→ RECORDS SHOWN:
▬▬▬

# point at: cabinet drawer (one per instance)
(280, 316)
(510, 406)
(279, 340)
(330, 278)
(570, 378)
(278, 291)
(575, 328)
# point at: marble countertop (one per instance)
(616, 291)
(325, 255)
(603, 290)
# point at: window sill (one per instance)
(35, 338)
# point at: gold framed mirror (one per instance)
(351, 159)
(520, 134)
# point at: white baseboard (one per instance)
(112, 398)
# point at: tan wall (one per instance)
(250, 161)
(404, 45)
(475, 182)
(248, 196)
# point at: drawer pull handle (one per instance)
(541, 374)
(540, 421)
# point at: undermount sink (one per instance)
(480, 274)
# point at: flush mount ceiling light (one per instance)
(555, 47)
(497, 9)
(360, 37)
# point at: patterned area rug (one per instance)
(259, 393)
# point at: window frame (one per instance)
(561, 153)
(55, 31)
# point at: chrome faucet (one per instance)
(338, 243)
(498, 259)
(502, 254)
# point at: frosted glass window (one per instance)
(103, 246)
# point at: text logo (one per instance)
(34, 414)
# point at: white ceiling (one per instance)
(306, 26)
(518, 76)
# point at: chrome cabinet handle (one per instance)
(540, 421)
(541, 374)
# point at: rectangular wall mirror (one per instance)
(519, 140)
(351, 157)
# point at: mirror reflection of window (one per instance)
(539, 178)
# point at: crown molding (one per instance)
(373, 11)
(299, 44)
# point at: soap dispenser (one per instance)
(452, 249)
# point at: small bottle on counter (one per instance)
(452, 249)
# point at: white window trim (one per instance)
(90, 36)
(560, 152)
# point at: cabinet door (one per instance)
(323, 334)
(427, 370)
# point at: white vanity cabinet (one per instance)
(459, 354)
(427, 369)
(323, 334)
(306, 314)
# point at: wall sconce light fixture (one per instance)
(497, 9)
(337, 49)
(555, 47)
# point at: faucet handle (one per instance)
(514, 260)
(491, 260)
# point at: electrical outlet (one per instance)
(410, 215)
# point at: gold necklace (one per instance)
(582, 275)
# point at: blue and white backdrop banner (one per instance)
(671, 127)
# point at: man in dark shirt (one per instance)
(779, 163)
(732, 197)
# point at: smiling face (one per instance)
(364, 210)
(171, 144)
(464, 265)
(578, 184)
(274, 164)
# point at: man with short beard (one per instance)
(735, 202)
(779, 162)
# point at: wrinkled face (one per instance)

▬▬▬

→ TASK TO CARRY OUT:
Please format all the entries above as a numbered list, leaving out any blank lines.

→ SOLVED EXERCISE:
1. # point at: cabinet drawer (one per instance)
2. (280, 316)
3. (510, 406)
4. (279, 340)
5. (330, 278)
6. (570, 378)
7. (278, 291)
8. (575, 328)
9. # point at: marble countertop (one per instance)
10. (616, 291)
11. (325, 255)
12. (603, 290)
13. # point at: window sill (one per instance)
14. (35, 338)
15. # point at: gold framed mirror (one per instance)
16. (351, 159)
17. (520, 134)
18. # point at: white baseboard (one per instance)
19. (112, 398)
20. # point at: tan wall (one per instance)
21. (250, 161)
22. (404, 45)
23. (475, 182)
24. (248, 196)
25. # point at: drawer pull handle (one per instance)
26. (541, 374)
27. (540, 421)
28. # point at: undermount sink (one per instance)
29. (480, 274)
30. # point at: flush mount ceiling light (one per instance)
31. (555, 47)
32. (497, 9)
33. (360, 37)
34. # point at: patterned area rug (one per instance)
35. (259, 393)
36. # point at: window frame (one per instance)
37. (561, 153)
38. (55, 31)
39. # point at: chrome faucet (one per instance)
40. (338, 243)
41. (498, 259)
42. (502, 254)
43. # point at: frosted glass window (one per instance)
44. (103, 246)
45. # point at: text logo (one per instance)
46. (34, 414)
47. # point at: white ceiling (one per instance)
48. (306, 26)
49. (518, 76)
50. # point at: chrome cabinet handle (one per instance)
51. (540, 421)
52. (541, 374)
53. # point at: rectangular wall mirror (one per instance)
54. (519, 140)
55. (351, 157)
56. # point at: mirror reflection of window (one per instance)
57. (539, 178)
58. # point at: crown molding (one per instance)
59. (373, 11)
60. (299, 44)
61. # point at: soap dispenser (one per instance)
62. (452, 249)
63. # point at: small bottle on counter (one per instance)
64. (452, 249)
65. # point at: white window trim (one per instance)
66. (90, 36)
67. (560, 152)
68. # point at: cabinet door (one per instance)
69. (323, 334)
70. (427, 370)
71. # point at: white vanity cabinet (one per instance)
72. (459, 354)
73. (427, 369)
74. (323, 334)
75. (306, 314)
76. # point at: wall sconce light fixture (one per instance)
77. (497, 9)
78. (337, 49)
79. (555, 47)
80. # point at: faucet handle (one per instance)
81. (514, 260)
82. (491, 260)
83. # point at: electrical outlet (one per instance)
84. (410, 215)
85. # point at: gold necklace (one per instance)
86. (582, 275)
87. # point at: blue and white backdrop banner (one per instance)
88. (671, 127)
89. # point at: man in dark shirt (one per instance)
90. (779, 163)
91. (732, 197)
92. # point at: smiling face (one per instance)
93. (364, 210)
94. (171, 144)
95. (464, 265)
96. (578, 184)
97. (274, 164)
98. # point at: man with short beard (one per instance)
99. (735, 202)
100. (779, 162)
101. # point at: wrinkled face (one per instance)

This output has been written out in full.